SET EXERCISE:
Arrange every line of the material below as a numbered list, leaving out any blank lines.

RECORD EXTRACTS:
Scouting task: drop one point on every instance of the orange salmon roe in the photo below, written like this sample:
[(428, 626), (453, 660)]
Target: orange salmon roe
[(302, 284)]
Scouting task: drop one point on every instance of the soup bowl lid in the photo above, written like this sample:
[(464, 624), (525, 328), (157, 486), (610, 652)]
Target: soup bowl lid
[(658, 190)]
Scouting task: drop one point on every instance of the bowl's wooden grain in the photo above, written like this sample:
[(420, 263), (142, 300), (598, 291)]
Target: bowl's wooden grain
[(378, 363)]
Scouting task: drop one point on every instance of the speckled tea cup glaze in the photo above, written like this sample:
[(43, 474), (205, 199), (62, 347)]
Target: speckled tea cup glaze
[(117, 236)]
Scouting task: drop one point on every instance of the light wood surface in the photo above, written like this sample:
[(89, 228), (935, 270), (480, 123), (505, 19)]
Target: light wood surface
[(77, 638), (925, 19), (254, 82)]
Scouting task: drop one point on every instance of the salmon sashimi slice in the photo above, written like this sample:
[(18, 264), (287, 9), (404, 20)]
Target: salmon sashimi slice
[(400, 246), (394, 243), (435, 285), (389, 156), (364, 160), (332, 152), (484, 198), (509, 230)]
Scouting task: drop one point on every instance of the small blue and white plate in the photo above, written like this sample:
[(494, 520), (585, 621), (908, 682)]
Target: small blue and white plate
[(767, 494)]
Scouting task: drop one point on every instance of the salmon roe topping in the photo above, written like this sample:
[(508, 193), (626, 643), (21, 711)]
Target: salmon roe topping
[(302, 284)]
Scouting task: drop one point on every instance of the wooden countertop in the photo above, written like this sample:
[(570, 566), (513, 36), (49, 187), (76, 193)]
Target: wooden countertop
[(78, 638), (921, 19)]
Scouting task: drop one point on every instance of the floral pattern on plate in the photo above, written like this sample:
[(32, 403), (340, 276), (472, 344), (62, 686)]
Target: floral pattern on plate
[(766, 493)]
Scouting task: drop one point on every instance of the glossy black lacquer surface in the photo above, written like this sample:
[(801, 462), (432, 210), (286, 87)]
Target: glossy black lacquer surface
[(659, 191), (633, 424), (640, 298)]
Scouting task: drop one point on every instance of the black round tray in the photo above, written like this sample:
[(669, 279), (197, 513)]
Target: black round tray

THE COMPLETED TASK:
1. Scouting task: drop one point on every instance of the orange salmon roe in the photo below, written like this sample:
2. [(428, 626), (453, 660)]
3. Target: orange salmon roe
4. [(302, 284)]
5. Scouting task: drop one point on every instance of the soup bowl lid in the photo above, written like this sample:
6. [(464, 624), (525, 328), (157, 486), (610, 652)]
7. Target: soup bowl lid
8. [(658, 190)]
9. Scouting task: drop one point on every instance of the bowl's wooden grain in the photo above, written like this sample:
10. [(420, 263), (142, 300), (598, 291)]
11. Target: bowl's wooden grain
12. [(378, 363)]
13. Scouting task: drop one point on every instance of the speckled tea cup glaze in the photo above, written like this sample:
14. [(43, 474), (205, 199), (62, 347)]
15. Target: speckled tea cup glaze
16. [(117, 236)]
17. Scouting task: drop one point on every instance of the light wood surface in the photo above, written like this sample:
18. [(89, 228), (935, 270), (480, 123), (505, 19)]
19. Target: light wood surface
20. [(77, 638), (925, 19), (254, 82)]
21. Scouting task: drop one point on every instance of the salmon sashimi slice in the photo above, written like this sample:
22. [(18, 264), (287, 9), (404, 20)]
23. Target: salmon sashimi slice
24. [(400, 246), (394, 243), (435, 285), (389, 156), (364, 160), (332, 152), (484, 198), (509, 230)]
25. Scouting task: drop one point on every instance of the small blue and white plate in the photo above, written like this sample:
26. [(494, 520), (585, 621), (908, 682)]
27. Target: small blue and white plate
28. [(767, 494)]
29. Scouting task: drop one point on every instance of the salmon roe topping in the photo above, written like this sample:
30. [(508, 193), (626, 643), (21, 711)]
31. Target: salmon roe topping
32. [(302, 284)]
33. Scouting task: drop one point on every instance of the wooden countertop in the photo above, written like this sample:
34. [(570, 566), (513, 36), (49, 187), (76, 193)]
35. Target: wooden countertop
36. [(78, 638), (921, 19)]
37. Scouting task: drop one point on every instance of the floral pattern on plate in the photo above, written like this sample:
38. [(32, 403), (340, 276), (472, 344), (62, 686)]
39. Target: floral pattern on plate
40. [(766, 493)]
41. Scouting task: drop one point on every instance of the glossy black lacquer surface in the photo above, written like this sample:
42. [(801, 462), (432, 210), (286, 87)]
43. Target: glossy black lacquer surface
44. [(659, 191), (633, 424), (640, 298)]
45. Scouting task: drop one point on every instance of the black round tray in the photo above, written like this sample:
46. [(669, 279), (197, 513)]
47. Target: black round tray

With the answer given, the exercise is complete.